> _PAGE TEXT_:

(begin)

The past couple of days I started to feel like it was way too much because like, I wanna do other things.

I understand the desire to go way ahead (I've been doing it too), but there's something to be said for taking a break (whether that's no studying or lighter studying) and spreading things out. Like I decided to take some time off from everything except for Zanki. When I pick back up at the start of M2 it'll be pedal to the metal again.
 
Yep mostly towards the end when reviews piled up, some days with 800+ reviews. That anki time is time that you are studying tho and so much of the actual exam is straight recall that I believe anki is priceless. All of my friends who did anki religiously, kept up with reviews, and matured a majority of the deck scored 250+ without exception but thats n=6 or so.
I also know a bunch of 250+ scorers and all but two loved anki too. They'd told me their total reviews before (crazy numbers like 200-300k) but I figured they must be blowing through the cards really fast. Didn't realize it eats half your day for most of MS2.

Starting to make more sense to me why my classmates were so willing to ignore group sessions to anki instead. Participating in the normal preclinical day and then having 4+ hours of rote memory studying when you get home would be soul crushing.
 
Master Zanki sketchy micro and the pharm up until now. if you find anki is your thing, start a schedule have completed all the cards for your previous blocks in M1 by the start of M2 or by the end of third semester.

(end)

> _MATERIAL PROVIDED_:

(begin)

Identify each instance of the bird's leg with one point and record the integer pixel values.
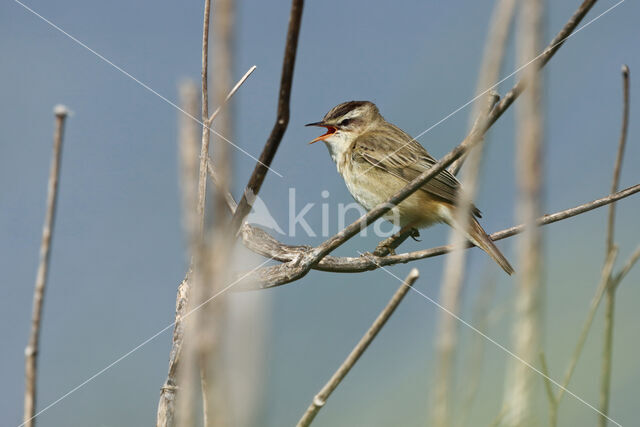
(389, 245)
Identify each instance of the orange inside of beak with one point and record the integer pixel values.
(330, 131)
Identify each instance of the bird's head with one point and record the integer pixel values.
(347, 121)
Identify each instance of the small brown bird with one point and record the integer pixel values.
(376, 159)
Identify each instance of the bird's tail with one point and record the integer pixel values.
(479, 237)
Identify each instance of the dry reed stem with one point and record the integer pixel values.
(263, 244)
(451, 289)
(32, 349)
(321, 398)
(192, 347)
(492, 59)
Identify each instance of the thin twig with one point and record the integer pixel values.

(end)

> _DIRECTION 1_: In the Anki study discussion, what score did the friends who used Anki religiously and matured most of the deck reach?
> _DIRECTION 2_: Extend the Anki study discussion with the reply that comes after its final sentence.
The listing has no connection to the Anki study discussion.

> _EXERCISE RESPONSE 1_: All of them scored 250+.

> _EXERCISE RESPONSE 2_:
4 hours/day a year out is pretty intense. I started Zanki January of first year and just kept up with reviews and added sketchy micro from first semester. This was usually done by 9 am every day and that’s all I did.

There’s no point in going through all of pathoma, first aid, and an entire qbank before M2 starts. That’s insane even by sdn standards.
It really depends on when you start, your pace, and your settings. If you start during early M1 at a slower pace (like 50 news/day) and optimize your settings, you can spend 2-3 hours (or even less) the majority of the time, I believe.

I kept it up until 2 weeks before step and was well over 1000 cards most days toward the end. Had a couple 2000+ days. But I also made cards out of acls ekg patterns, and everything in Boards and Beyond and uworld that wasn’t in Zanki so that might have contributed some to it.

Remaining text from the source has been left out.